- Job
Render every line of the data below as a numbered list, skipping blank lines and leaving out the pictures.

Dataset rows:

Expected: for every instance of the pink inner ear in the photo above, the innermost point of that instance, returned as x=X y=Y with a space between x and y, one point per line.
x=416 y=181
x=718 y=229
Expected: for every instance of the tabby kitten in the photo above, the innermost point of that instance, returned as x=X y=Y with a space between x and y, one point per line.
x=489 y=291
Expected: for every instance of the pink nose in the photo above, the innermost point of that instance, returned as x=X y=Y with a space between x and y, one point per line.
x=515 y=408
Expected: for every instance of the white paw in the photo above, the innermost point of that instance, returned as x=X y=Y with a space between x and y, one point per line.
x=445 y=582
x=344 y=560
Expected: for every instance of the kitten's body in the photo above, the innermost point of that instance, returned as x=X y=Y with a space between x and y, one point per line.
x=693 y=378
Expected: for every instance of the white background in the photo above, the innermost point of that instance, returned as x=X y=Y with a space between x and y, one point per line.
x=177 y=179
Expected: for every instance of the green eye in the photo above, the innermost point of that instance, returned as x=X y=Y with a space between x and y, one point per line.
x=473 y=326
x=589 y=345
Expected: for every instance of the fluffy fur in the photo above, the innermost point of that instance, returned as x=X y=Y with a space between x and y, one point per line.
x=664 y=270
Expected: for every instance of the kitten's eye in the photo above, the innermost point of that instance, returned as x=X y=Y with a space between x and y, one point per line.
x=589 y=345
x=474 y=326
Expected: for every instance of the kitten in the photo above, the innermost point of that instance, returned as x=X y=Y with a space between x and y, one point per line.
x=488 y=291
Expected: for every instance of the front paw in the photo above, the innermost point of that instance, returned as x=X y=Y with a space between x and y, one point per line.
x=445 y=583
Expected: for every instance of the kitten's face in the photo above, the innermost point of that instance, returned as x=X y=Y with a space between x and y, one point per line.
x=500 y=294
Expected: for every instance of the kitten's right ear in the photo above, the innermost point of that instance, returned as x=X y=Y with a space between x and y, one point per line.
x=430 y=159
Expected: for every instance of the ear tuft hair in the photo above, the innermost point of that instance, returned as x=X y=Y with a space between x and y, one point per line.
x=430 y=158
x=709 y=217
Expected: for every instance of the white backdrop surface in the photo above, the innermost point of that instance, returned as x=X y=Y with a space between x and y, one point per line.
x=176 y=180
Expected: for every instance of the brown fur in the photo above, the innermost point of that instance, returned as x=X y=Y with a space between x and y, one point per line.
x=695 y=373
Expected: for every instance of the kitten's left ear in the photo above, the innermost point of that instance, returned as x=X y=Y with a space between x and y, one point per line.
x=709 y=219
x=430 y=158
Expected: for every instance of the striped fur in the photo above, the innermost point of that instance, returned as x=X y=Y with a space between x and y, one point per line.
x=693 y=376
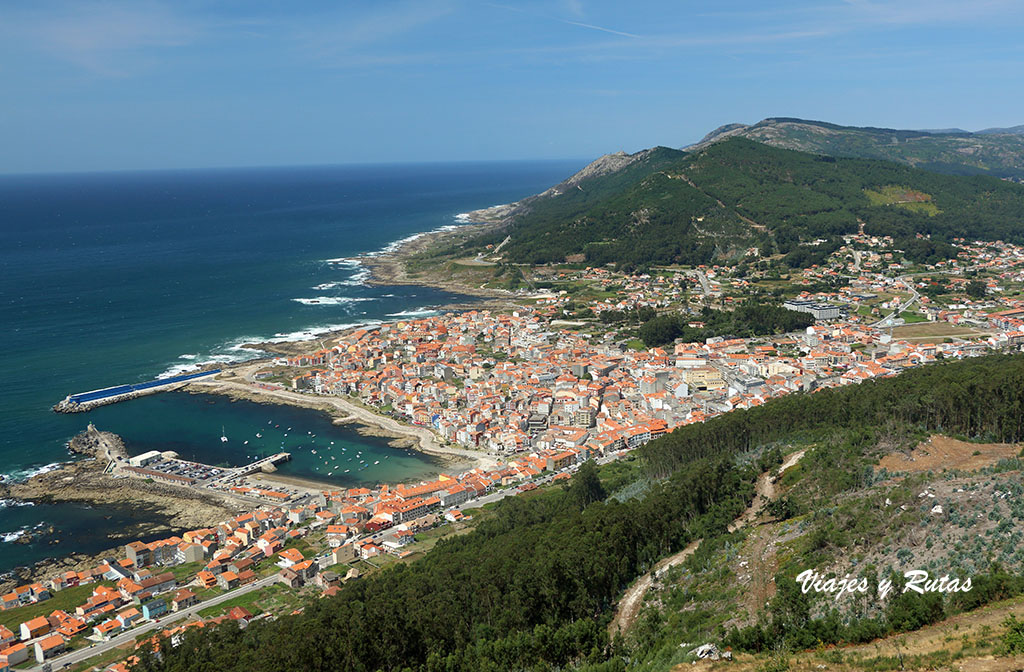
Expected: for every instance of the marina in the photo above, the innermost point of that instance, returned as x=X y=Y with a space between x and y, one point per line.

- Solution to this problem
1. Expected: for every instance of the pink inner ear in the photo above, the innermost point of that instance, returned as x=X y=Y with a space between x and y, one point per line.
2. x=416 y=181
3. x=718 y=229
4. Expected: for every instance of the tabby kitten in the photo above, the innermost point of that instance, returned as x=X y=Y with a space between x and y, one point per line.
5. x=489 y=291
6. Expected: for every instance of the pink nose in the photo above, the innermost point of that instance, returned as x=X y=Y with a space between x and y, one point per line.
7. x=515 y=408
8. Expected: for every instance of the white paw in the photo above, the innermost point of that instance, returned as x=X y=Y with a space between x and y, one point per line.
9. x=445 y=582
10. x=344 y=560
11. Expected: for every instance of the kitten's body in the photo above, the innermost point of that instance, returned as x=X y=Y with a space between x and y, one point per line.
12. x=693 y=378
13. Expected: for every instance of the white background in the photo above, the innermost point of that instance, returned as x=X y=Y with a space between x and y, one point per line.
14. x=177 y=179
15. Expected: for every instance of the green eye in the photo above, the innermost point of that instance, returned as x=X y=Y with a space between x and y, one point per line.
16. x=473 y=326
17. x=589 y=345
18. Expected: for every instance of the fluffy fur in the photo above, the innermost point of that instance, returned as x=X y=Y with a space between x and y, one point per line.
19. x=664 y=270
20. Expected: for every instance of the kitten's eye in the photo above, the innermost point of that instance, returned as x=X y=Y with a space between x and y, one point per line.
21. x=589 y=345
22. x=474 y=326
23. Expected: for every instance of the kitten in the photo above, the innermost point of that instance, returned as x=X y=Y with a space between x and y, one point per line.
24. x=488 y=291
25. Expected: for every instance of the front paw in the photo above, the innermost point of that instance, returned as x=X y=Y with a space between x and y, one point per line.
26. x=445 y=583
27. Expected: for every instance of the kitten's face in the photo above, the innermost point of that instance, returned as x=X y=Y with a space between x and y, one point per line.
28. x=500 y=294
29. Expected: for every instance of the kitten's right ear in the photo above, the innermost point of that instance, returned as x=X y=Y with a space between x and y, one point per line.
30. x=430 y=159
31. Expected: for every instance of the ear tuft hair in the photo above, the innermost point of that instance, returned as x=X y=Y with a space between x and y, one point per line.
32. x=430 y=158
33. x=709 y=217
34. Expected: for every instance of the white backdrop surface in the photo above, the innermost point of that instance, returned as x=X y=Y with a space between x and y, one point per line.
35. x=176 y=180
36. Expected: for every instance of the brown fur in the photo above, the innermost point of that instance, returned as x=X y=Y with a space between x and y, one point per line.
37. x=695 y=373
38. Expected: for every instance of the kitten's left ear in the photo above, the innermost point of that instance, returned as x=X y=Y with a space between x and y, one point per line.
39. x=709 y=219
40. x=430 y=158
41. Expected: for every instance of the striped fur in the photo above, the innermost point of that instance, returned as x=X y=Y with a space between x and y, one point per line.
42. x=693 y=376
43. Expected: for every instance of the marina in the photo above, the innermost point of that instance, returned as x=X y=Y with a space between x and y, one point per line.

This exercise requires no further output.